From the entries below, say how many lines carry the word "grain", and give nothing but the number.

(Natural language region descriptions)
————————
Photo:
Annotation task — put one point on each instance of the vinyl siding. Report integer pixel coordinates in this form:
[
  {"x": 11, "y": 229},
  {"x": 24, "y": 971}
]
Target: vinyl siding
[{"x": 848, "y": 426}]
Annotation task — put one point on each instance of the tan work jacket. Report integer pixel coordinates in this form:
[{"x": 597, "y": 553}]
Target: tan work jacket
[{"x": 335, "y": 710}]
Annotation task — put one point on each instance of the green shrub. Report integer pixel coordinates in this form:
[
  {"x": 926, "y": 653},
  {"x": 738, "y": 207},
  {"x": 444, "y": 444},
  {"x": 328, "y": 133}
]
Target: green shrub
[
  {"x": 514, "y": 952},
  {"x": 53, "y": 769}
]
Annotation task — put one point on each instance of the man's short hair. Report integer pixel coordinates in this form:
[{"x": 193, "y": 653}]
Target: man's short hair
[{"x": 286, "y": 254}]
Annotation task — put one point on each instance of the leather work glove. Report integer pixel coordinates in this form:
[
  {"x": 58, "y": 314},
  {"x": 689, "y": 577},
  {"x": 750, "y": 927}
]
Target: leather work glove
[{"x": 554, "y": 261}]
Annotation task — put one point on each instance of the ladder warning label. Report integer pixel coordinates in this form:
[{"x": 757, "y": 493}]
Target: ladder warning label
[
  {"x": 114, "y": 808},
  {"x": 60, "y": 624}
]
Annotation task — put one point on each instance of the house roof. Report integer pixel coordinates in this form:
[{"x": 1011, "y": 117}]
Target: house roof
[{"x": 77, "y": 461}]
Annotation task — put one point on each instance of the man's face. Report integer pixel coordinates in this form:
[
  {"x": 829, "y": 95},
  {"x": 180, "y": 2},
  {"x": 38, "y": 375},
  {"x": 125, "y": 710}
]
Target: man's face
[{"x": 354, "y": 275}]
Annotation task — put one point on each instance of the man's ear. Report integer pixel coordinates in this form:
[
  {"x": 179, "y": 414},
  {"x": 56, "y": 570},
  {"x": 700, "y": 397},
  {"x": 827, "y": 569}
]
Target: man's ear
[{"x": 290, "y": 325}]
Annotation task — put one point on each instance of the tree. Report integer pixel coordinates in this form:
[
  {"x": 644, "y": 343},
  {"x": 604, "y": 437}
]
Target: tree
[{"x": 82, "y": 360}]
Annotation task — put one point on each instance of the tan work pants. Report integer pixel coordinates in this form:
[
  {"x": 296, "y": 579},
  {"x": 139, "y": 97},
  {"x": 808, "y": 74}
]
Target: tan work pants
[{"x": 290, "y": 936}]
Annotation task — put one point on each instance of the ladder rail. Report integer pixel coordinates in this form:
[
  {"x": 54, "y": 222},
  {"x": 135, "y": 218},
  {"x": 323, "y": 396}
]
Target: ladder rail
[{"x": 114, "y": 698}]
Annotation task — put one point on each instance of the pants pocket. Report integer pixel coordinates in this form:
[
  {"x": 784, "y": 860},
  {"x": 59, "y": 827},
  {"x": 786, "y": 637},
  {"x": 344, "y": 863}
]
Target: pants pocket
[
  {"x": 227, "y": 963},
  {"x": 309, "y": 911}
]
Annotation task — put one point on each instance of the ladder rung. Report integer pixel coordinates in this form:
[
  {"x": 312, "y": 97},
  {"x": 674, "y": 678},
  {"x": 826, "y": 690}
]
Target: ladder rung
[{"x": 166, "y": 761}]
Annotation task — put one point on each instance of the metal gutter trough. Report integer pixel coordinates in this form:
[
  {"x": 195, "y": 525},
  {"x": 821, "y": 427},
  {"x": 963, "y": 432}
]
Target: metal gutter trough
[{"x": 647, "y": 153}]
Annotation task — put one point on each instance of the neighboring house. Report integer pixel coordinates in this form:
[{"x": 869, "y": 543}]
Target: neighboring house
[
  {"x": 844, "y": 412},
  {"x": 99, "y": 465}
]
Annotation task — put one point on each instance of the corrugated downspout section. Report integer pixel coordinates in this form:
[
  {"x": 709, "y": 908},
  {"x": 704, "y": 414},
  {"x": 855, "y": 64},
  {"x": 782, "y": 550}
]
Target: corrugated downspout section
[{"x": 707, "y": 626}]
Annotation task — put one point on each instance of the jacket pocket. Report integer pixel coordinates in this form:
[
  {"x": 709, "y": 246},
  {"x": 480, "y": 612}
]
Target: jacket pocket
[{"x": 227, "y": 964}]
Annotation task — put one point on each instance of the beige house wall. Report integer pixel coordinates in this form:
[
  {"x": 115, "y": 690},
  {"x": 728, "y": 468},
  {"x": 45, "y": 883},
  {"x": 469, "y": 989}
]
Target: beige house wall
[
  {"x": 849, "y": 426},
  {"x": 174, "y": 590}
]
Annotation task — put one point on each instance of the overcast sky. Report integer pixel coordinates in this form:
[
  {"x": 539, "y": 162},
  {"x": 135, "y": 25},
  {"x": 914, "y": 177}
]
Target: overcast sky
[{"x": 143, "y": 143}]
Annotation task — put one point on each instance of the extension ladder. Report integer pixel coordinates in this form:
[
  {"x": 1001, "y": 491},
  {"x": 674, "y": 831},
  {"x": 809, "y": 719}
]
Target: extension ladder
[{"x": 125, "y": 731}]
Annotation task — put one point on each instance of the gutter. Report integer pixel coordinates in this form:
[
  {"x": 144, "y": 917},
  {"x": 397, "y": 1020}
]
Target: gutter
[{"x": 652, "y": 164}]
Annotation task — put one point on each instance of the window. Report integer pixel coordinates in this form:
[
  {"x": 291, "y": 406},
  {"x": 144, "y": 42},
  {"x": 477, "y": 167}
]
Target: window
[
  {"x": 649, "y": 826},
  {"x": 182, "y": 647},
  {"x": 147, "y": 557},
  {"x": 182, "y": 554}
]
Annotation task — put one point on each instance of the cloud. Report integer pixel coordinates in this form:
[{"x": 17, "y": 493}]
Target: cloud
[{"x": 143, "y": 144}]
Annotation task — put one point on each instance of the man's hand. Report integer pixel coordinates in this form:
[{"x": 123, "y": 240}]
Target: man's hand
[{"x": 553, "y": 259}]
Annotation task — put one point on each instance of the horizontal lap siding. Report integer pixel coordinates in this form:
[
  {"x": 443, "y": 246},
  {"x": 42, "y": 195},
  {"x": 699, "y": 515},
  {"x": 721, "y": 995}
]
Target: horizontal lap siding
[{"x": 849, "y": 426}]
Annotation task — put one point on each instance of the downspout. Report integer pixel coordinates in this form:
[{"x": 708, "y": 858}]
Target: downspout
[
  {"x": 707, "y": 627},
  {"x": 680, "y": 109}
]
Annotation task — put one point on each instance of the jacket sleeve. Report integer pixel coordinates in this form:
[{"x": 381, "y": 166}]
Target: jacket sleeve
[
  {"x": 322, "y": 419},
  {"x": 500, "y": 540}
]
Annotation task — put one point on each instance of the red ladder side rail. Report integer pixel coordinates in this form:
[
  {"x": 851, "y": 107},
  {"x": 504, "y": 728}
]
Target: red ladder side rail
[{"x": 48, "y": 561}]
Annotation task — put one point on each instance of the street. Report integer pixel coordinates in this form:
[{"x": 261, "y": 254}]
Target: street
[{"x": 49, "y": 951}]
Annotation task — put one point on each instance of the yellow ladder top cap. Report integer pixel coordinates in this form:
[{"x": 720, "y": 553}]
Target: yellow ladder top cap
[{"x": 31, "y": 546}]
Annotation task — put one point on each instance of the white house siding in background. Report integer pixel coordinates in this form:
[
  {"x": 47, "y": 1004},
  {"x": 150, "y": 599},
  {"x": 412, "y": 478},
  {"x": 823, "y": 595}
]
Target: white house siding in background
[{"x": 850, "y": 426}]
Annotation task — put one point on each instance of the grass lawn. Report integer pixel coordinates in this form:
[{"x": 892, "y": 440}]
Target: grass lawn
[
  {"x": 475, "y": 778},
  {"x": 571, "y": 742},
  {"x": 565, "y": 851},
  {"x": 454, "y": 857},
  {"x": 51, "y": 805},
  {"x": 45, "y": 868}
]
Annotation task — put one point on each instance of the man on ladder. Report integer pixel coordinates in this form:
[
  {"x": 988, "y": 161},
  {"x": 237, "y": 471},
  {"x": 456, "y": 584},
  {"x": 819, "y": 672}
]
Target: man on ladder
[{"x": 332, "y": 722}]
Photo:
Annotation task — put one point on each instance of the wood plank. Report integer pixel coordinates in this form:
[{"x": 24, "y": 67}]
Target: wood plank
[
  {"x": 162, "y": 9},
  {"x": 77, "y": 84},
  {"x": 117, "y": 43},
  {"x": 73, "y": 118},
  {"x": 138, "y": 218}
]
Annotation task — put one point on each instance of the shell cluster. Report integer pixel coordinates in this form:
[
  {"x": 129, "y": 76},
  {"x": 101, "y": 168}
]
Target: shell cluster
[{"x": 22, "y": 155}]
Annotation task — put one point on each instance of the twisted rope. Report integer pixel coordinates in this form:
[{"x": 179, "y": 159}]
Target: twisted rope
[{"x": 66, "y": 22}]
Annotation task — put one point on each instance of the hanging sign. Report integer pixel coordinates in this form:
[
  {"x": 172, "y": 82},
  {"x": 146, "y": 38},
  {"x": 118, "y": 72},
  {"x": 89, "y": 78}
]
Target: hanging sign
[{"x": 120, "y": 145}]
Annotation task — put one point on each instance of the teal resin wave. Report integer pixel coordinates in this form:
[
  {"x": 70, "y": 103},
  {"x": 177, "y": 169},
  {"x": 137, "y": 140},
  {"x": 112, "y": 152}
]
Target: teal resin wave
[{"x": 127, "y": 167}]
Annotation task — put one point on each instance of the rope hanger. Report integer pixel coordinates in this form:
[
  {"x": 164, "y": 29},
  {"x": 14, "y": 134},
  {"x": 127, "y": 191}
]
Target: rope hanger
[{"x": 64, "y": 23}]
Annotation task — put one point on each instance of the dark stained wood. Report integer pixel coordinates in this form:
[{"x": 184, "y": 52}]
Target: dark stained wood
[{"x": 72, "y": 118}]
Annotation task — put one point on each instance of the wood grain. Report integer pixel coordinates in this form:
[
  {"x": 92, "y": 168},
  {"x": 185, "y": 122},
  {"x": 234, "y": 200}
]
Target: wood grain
————————
- _Solved problem_: 2